Count the lines in the records below that contain the string "rock", treating uppercase and lowercase as distinct. Give only the number.

══════

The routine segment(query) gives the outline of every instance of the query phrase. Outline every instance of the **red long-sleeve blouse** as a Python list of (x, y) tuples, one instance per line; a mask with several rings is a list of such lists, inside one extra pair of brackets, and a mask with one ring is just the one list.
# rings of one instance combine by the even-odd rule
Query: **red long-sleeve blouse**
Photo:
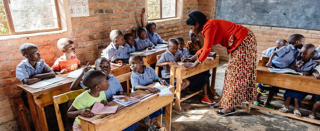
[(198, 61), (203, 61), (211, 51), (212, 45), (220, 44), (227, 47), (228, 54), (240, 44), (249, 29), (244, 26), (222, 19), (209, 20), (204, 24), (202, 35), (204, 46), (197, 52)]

══════

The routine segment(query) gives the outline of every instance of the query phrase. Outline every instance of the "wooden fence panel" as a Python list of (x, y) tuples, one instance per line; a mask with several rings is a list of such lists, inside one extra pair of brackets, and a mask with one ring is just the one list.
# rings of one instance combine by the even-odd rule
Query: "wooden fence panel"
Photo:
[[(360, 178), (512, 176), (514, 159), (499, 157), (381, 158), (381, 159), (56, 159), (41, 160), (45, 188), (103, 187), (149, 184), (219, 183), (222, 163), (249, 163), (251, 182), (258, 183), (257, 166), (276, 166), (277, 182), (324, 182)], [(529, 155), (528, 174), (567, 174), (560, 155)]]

══════

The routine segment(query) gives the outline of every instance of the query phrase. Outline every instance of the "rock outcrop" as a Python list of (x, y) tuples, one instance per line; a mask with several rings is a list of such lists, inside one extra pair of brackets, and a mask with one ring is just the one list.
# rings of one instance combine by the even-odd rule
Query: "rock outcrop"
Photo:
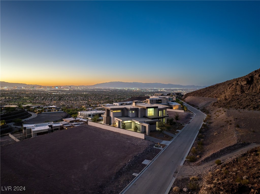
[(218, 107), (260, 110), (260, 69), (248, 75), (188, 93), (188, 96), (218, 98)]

══════

# [ANSWER TO THIS EXERCISE]
2